| EXCERPTED TEXT |
=======

The campaign lists other cases and issues. Dr. Najat Muhammad Al-Farsi, a doctor working in the Health Ministry for 25 years, was married to a foreigner and has four daughters. “All my daughters were born in the Kingdom and are now studying medicine at King Abdul Aziz University. They do not have the (Saudi) nationality and are still considered foreigners,” she said.
Najat, who is now a single parent and suffering from a fatal blood disease, said she is extremely worried about the future of her daughters. “What will happen to my daughters after my death? Will they be deported to the country of their father of whom they know nothing about?” she asked.
Amani Ashi, a school principal and educationalist, said she married an Egyptian engineer and has two sons and a daughter. “The two boys got the (Saudi) nationality while my daughter was deprived of this God-given right. She is feeling alienated,” she said, adding, “Every time we travel abroad, we have to make her exit-re-entry visa. She gets upset over this. She too wants to serve her country. Why is she being deprived of her dreams and ambitions?”

=======

| RECORDED INFORMATION |
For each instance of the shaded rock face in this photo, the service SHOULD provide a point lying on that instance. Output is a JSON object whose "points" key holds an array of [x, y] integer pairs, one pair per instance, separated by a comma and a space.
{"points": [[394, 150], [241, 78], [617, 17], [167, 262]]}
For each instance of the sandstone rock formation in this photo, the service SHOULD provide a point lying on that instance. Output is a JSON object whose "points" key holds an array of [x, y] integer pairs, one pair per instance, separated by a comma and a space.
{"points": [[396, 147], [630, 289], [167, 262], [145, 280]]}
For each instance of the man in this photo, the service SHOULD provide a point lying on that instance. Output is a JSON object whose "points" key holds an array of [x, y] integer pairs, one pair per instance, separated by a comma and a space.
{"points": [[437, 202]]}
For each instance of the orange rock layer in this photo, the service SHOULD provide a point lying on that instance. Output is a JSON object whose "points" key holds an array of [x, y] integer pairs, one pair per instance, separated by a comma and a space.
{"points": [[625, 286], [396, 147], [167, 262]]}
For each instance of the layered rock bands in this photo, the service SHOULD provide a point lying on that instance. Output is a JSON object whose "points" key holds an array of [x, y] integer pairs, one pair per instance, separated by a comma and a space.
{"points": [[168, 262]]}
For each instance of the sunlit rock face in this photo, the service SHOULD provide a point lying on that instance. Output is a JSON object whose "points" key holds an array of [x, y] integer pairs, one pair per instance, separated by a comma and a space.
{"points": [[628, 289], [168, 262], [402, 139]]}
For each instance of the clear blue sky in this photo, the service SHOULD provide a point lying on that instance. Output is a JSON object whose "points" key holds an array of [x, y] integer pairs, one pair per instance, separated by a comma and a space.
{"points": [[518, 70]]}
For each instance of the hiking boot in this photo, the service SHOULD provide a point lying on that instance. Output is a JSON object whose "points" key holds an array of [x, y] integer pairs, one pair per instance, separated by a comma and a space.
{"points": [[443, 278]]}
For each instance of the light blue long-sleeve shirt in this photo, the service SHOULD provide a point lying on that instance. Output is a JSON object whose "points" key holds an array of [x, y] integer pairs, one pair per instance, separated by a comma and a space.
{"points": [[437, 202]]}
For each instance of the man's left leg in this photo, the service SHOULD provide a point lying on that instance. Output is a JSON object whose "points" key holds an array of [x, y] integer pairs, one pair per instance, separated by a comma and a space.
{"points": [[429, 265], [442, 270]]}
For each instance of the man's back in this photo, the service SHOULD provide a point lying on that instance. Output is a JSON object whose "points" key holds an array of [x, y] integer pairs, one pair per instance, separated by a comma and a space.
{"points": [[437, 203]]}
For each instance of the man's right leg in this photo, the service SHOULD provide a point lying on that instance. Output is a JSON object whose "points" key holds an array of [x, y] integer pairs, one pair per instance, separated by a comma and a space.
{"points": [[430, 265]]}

=======

| ASSIGNED TASK |
Answer these from the campaign excerpt:
1. For how many years has Dr. Najat Muhammad Al-Farsi worked in the Health Ministry?
2. At which university are Najat's daughters studying medicine?
3. Whom did Amani Ashi marry?
Answer from the text only, not from the records.

| SOLUTION |
1. 25 years.
2. King Abdul Aziz University.
3. An Egyptian engineer.